Copy the listing below with every "this frame" replaced by "this photo", keeping everything else unchanged. Leave the pictures out of your copy.

Task input -

═══

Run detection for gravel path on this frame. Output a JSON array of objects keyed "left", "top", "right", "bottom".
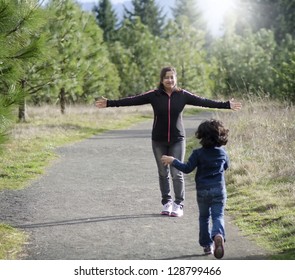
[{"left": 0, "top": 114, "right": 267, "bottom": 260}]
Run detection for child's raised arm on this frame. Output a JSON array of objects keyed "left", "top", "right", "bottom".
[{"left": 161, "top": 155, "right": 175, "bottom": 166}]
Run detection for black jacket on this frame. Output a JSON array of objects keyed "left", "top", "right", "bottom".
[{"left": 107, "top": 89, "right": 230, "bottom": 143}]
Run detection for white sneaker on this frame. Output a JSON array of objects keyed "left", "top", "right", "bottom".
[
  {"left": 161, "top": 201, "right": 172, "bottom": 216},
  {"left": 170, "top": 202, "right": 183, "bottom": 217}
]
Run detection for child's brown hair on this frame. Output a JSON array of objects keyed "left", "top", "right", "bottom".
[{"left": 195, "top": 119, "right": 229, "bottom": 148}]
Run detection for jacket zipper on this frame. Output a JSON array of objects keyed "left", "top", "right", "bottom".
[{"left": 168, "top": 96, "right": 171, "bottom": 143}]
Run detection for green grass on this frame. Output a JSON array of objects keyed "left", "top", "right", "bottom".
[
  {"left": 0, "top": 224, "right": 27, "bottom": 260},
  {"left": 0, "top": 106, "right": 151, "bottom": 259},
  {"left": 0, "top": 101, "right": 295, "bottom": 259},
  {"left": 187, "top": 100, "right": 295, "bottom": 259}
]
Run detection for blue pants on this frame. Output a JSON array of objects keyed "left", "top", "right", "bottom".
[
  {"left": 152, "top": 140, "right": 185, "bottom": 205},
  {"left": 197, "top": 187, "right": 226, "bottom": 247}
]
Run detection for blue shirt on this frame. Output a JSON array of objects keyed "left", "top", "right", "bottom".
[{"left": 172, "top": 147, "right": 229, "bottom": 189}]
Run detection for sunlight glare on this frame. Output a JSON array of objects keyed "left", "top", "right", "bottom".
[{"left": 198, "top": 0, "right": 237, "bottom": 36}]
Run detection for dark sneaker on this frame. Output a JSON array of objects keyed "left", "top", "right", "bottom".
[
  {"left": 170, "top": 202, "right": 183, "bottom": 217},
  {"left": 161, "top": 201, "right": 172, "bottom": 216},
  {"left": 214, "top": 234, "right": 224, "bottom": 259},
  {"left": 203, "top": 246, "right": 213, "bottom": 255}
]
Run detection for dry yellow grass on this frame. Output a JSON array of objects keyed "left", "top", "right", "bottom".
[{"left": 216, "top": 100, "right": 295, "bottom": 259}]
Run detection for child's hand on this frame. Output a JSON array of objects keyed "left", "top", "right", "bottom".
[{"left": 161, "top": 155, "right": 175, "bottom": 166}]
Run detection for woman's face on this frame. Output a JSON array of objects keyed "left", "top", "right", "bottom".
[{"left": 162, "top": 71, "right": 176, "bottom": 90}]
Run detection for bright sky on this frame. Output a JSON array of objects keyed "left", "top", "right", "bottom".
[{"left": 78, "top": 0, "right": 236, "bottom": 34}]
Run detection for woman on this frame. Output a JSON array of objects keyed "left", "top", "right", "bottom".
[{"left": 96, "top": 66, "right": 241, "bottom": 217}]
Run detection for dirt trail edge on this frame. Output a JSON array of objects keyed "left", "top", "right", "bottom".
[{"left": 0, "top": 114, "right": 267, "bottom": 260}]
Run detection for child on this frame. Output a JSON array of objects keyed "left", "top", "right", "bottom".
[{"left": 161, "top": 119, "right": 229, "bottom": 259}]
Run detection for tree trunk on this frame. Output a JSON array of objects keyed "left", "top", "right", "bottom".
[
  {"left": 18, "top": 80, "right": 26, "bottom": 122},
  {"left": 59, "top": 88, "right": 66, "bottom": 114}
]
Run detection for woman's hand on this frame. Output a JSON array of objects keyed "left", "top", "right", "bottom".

═══

Full answer -
Run detection for gravel path on this photo. Output a JSON array of objects keyed "left", "top", "right", "bottom".
[{"left": 0, "top": 114, "right": 267, "bottom": 260}]
Run detection for child's raised arm on this photo. Output a JSON array of objects keyed "left", "top", "right", "bottom".
[{"left": 161, "top": 155, "right": 175, "bottom": 166}]
Run detection for black jacket on this photo. Output a JSON array of objects keyed "left", "top", "right", "bottom".
[{"left": 107, "top": 89, "right": 230, "bottom": 143}]
Run detection for white sneaker on this photo. Output a JSON array of objects keyed "left", "top", "right", "bottom".
[
  {"left": 161, "top": 201, "right": 172, "bottom": 216},
  {"left": 170, "top": 202, "right": 183, "bottom": 217}
]
Run detection for child's brown hair on this photo. Output a JSON array of objects keyed "left", "top", "right", "bottom".
[{"left": 195, "top": 119, "right": 229, "bottom": 148}]
Run detection for jacket zipper on this photo. Output a JSON array of objects keyed "left", "top", "right", "bottom".
[{"left": 168, "top": 96, "right": 171, "bottom": 143}]
Run detection for green grass on this photo. Output a JSON array of objects keyed "left", "top", "right", "bottom".
[
  {"left": 0, "top": 224, "right": 27, "bottom": 260},
  {"left": 0, "top": 106, "right": 151, "bottom": 259},
  {"left": 0, "top": 101, "right": 295, "bottom": 259},
  {"left": 187, "top": 100, "right": 295, "bottom": 259}
]
Run detection for blue pants on this photo. Output a JSON array of objects keyed "left", "top", "right", "bottom".
[
  {"left": 152, "top": 140, "right": 185, "bottom": 205},
  {"left": 197, "top": 187, "right": 226, "bottom": 247}
]
Run detection for blue shirt on this photo. Output a JSON array of objects keyed "left", "top", "right", "bottom".
[{"left": 172, "top": 147, "right": 229, "bottom": 189}]
Run detection for sunlight glare on this photo. Output a JSON array of objects keyed "left", "top", "right", "bottom".
[{"left": 198, "top": 0, "right": 237, "bottom": 36}]
Run detection for dark sneaker on this photo. Output a JSON array of objects keyed "left", "top", "right", "bottom".
[
  {"left": 170, "top": 202, "right": 183, "bottom": 217},
  {"left": 161, "top": 201, "right": 172, "bottom": 216},
  {"left": 214, "top": 234, "right": 224, "bottom": 259},
  {"left": 203, "top": 246, "right": 213, "bottom": 255}
]
Run detection for dry yellow grass on this photo. Output a JSON array of objects keyed "left", "top", "right", "bottom".
[{"left": 216, "top": 100, "right": 295, "bottom": 259}]
Run detection for child's hand on this photo. Output a JSON array of objects keyed "left", "top", "right", "bottom".
[{"left": 161, "top": 155, "right": 175, "bottom": 166}]
Run detection for woman's face on this photo. Output a JSON array of objects keyed "left", "top", "right", "bottom".
[{"left": 162, "top": 71, "right": 176, "bottom": 90}]
Run detection for bright sky on this photo. Output a JSON array of objects keyed "left", "top", "right", "bottom".
[{"left": 78, "top": 0, "right": 236, "bottom": 34}]
Run detection for woman on this photo. Output a JSON array of objects keyed "left", "top", "right", "bottom".
[{"left": 96, "top": 66, "right": 241, "bottom": 217}]
Run detection for dirt trail edge on this photo. Output a JSON array of objects keyed "left", "top", "right", "bottom".
[{"left": 0, "top": 114, "right": 267, "bottom": 260}]
Run detection for child on this photo. Output a JSON array of objects keyed "left", "top", "right", "bottom".
[{"left": 161, "top": 119, "right": 229, "bottom": 259}]
Run detection for tree trunk on this photo. Output a JSON array of objects keyed "left", "top", "right", "bottom".
[
  {"left": 18, "top": 80, "right": 26, "bottom": 122},
  {"left": 59, "top": 88, "right": 66, "bottom": 114}
]
Run detection for woman's hand on this photo. Output a JSON array of objects keyed "left", "top", "right", "bottom".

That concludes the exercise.